◆ **AIM OF THE EXERCISE**
Say how many lines of these entries include the word "below", and answer with the number alone.
*** Block opens ***
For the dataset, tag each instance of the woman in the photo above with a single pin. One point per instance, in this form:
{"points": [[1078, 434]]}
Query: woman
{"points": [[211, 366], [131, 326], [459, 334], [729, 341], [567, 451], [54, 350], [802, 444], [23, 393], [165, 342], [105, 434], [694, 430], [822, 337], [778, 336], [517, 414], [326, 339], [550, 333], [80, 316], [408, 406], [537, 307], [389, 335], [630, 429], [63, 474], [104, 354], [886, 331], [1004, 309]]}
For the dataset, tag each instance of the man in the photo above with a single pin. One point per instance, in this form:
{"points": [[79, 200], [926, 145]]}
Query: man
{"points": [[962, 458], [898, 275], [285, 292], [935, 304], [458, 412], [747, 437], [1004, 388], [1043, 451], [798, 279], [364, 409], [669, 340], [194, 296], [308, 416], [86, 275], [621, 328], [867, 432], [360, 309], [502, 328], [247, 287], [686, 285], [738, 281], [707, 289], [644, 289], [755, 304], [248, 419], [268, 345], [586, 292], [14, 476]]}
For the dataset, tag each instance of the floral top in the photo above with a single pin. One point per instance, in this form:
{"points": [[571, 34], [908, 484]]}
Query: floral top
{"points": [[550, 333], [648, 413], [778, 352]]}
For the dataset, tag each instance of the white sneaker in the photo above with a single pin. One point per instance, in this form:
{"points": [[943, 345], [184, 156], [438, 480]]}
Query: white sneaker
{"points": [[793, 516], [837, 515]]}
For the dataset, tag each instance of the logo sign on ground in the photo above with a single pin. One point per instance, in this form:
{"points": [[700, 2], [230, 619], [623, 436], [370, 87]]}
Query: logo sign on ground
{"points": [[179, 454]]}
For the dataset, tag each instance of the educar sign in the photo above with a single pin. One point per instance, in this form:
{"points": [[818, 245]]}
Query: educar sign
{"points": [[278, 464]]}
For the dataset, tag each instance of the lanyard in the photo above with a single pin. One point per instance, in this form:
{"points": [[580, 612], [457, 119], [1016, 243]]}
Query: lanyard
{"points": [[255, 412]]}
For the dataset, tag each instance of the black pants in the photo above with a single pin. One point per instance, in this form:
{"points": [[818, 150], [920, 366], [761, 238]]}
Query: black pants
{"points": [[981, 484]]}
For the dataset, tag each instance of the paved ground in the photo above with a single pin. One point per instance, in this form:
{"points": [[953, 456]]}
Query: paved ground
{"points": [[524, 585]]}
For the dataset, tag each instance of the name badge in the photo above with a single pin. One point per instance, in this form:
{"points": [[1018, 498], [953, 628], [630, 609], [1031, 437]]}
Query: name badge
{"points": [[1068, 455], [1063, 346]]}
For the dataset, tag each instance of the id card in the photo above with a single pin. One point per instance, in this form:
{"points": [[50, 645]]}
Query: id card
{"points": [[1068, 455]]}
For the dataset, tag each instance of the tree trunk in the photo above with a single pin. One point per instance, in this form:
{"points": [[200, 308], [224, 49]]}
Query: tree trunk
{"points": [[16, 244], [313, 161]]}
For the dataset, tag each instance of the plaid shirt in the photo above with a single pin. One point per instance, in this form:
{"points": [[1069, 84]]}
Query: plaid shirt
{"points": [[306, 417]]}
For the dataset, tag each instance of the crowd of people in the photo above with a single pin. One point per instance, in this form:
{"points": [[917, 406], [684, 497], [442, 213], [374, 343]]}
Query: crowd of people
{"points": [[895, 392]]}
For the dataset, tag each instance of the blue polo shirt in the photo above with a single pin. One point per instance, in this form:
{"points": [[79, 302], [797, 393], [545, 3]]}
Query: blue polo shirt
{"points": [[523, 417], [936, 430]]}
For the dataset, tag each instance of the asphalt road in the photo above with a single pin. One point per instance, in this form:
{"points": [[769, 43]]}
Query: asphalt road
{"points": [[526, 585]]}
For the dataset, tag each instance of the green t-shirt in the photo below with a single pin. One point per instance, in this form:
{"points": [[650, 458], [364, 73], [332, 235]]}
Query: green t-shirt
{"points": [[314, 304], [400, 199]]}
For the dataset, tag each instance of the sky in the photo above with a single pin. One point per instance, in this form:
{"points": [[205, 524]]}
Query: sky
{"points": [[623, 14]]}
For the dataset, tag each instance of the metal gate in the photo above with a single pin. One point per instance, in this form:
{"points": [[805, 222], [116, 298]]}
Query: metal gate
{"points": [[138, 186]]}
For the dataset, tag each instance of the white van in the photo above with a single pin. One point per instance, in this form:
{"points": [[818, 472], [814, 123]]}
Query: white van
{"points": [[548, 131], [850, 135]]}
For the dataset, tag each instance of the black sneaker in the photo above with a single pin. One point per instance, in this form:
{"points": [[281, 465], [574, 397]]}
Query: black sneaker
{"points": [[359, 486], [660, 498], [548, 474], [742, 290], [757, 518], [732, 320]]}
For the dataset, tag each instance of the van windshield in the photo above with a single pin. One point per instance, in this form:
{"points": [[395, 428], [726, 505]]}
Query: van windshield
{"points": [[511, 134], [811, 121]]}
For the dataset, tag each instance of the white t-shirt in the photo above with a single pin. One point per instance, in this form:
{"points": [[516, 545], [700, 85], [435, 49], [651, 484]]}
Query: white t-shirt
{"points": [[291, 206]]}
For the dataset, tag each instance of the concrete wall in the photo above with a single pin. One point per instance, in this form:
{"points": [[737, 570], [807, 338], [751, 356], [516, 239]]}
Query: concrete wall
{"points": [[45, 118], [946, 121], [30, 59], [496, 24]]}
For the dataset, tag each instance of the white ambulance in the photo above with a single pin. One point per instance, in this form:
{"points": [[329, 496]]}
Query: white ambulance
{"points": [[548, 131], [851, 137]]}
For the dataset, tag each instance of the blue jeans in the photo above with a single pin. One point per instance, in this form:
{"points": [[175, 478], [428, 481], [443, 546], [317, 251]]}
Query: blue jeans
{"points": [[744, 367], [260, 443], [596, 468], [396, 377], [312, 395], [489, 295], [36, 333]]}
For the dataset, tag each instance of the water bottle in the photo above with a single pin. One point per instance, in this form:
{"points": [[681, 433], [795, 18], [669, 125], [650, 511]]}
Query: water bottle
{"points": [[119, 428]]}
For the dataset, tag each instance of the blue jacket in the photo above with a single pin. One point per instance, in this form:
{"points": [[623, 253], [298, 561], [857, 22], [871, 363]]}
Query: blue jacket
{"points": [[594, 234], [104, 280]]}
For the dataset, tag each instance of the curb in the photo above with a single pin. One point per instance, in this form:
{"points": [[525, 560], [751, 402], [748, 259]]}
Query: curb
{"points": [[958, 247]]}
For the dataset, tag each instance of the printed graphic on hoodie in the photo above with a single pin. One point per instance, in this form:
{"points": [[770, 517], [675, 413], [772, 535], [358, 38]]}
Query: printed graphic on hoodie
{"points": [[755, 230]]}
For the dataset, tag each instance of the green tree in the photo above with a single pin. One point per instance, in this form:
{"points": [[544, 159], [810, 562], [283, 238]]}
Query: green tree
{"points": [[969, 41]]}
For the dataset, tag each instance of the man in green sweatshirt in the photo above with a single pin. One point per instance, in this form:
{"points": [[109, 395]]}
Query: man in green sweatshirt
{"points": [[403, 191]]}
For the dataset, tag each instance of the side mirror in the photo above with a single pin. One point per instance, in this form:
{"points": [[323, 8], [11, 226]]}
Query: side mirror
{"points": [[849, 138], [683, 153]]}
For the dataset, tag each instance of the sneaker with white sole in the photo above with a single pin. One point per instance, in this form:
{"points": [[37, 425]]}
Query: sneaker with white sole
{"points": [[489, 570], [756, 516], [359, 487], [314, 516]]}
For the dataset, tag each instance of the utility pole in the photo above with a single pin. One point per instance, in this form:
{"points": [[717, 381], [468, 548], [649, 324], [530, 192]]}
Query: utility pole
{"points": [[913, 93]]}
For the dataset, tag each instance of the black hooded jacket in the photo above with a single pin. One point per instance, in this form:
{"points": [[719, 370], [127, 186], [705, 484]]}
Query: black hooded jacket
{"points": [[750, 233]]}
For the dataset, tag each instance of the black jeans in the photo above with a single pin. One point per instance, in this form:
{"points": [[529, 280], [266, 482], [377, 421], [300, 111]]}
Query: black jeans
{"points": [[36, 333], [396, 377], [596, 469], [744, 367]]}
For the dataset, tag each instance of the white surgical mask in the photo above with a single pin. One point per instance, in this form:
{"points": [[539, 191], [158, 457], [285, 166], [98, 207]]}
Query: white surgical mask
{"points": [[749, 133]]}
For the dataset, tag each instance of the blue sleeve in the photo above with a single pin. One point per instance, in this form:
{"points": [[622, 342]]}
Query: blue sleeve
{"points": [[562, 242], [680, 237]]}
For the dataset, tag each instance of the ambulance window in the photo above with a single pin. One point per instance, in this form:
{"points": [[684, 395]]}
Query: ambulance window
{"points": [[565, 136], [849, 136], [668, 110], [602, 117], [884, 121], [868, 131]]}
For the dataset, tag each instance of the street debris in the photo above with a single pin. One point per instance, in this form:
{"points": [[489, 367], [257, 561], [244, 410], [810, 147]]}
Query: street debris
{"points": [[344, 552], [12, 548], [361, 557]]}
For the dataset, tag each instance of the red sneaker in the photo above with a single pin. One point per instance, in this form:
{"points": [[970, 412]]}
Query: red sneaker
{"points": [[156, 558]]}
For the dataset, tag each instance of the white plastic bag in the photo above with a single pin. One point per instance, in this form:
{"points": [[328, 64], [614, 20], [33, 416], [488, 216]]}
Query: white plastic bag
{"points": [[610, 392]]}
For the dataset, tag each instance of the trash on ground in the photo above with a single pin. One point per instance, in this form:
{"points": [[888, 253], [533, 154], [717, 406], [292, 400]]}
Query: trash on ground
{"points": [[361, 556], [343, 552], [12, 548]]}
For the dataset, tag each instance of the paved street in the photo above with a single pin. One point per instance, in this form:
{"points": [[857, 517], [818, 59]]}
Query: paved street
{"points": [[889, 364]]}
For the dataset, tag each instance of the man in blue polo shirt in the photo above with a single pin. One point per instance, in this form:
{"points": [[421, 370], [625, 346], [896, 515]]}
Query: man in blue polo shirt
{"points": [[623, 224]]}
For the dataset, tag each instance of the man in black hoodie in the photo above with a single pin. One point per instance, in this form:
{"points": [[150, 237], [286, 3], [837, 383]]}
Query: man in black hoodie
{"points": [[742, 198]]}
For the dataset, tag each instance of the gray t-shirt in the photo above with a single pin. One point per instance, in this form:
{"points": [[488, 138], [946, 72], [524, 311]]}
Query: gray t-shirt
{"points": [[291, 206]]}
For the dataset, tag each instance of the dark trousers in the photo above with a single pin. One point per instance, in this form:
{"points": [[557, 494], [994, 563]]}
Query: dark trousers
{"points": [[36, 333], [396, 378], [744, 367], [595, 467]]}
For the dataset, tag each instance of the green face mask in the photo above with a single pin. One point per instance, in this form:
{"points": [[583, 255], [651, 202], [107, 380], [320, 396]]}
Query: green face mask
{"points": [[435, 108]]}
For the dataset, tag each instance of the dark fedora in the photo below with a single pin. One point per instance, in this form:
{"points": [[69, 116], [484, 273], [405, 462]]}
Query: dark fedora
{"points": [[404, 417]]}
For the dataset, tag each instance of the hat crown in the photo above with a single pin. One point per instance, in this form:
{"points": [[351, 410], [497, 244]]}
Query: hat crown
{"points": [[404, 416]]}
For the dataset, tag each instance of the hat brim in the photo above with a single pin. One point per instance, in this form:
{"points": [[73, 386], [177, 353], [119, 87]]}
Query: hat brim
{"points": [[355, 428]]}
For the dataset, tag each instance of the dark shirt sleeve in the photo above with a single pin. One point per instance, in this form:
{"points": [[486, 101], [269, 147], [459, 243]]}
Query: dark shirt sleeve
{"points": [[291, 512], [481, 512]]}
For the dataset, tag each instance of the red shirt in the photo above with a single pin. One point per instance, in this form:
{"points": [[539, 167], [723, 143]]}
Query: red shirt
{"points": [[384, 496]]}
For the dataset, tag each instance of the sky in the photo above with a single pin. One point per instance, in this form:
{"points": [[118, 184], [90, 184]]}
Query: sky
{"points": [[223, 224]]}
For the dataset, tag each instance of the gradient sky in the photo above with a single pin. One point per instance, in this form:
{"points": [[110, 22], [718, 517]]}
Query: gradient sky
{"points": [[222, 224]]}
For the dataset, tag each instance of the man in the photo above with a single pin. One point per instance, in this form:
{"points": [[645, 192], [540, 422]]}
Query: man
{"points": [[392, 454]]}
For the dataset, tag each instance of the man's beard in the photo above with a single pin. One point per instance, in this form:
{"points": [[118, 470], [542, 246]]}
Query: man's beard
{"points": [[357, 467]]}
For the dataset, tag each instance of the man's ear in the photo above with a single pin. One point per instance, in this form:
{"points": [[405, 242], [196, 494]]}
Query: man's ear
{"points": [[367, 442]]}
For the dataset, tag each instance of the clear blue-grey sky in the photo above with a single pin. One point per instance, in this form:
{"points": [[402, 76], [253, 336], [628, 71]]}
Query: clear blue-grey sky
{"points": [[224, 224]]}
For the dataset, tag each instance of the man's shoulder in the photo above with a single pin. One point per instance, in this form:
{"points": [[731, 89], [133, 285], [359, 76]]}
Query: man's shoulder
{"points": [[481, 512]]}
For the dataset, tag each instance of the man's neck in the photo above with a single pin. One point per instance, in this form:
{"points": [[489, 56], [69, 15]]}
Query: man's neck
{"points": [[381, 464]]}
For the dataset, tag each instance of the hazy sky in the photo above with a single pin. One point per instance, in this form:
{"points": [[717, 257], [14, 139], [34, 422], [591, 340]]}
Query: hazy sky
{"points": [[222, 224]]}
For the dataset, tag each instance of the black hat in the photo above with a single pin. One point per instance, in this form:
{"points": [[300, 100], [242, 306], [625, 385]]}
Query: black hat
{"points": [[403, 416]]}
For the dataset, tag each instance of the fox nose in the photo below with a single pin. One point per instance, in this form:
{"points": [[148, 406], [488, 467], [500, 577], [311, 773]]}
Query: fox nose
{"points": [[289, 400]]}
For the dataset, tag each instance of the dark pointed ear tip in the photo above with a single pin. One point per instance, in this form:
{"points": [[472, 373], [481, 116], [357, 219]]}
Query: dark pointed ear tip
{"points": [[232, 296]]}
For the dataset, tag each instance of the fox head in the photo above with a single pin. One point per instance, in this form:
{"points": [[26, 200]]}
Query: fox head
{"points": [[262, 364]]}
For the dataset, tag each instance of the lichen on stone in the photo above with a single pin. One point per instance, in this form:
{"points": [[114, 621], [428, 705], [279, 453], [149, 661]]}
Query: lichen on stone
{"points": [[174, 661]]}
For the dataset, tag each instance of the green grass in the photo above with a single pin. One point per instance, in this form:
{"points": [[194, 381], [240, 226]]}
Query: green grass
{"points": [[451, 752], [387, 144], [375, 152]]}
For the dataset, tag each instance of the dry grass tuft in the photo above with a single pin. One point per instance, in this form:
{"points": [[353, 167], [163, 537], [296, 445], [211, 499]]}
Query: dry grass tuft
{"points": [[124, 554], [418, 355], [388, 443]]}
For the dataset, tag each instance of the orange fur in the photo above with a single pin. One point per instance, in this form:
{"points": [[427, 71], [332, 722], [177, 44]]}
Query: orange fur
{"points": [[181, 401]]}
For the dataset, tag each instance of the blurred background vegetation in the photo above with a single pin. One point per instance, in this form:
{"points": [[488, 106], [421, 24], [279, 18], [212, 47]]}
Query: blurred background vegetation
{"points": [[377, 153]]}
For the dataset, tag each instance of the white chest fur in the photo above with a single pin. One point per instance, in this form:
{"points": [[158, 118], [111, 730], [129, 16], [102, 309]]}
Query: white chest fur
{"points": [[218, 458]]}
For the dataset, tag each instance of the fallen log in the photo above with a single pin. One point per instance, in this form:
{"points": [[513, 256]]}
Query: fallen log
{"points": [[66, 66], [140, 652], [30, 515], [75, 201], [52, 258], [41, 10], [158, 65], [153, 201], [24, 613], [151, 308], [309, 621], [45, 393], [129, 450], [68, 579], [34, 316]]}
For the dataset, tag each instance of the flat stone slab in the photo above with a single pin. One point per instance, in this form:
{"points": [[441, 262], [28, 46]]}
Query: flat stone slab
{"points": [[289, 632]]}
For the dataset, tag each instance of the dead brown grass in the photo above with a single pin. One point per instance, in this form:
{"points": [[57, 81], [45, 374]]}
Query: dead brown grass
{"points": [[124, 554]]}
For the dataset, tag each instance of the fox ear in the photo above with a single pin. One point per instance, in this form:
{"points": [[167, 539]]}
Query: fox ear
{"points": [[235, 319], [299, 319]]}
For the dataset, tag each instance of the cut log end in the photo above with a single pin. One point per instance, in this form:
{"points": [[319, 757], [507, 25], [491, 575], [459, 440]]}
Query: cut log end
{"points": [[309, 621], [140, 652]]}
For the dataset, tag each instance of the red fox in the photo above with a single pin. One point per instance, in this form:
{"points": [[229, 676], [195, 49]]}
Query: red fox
*** Block closes ***
◆ **ANSWER SECTION**
3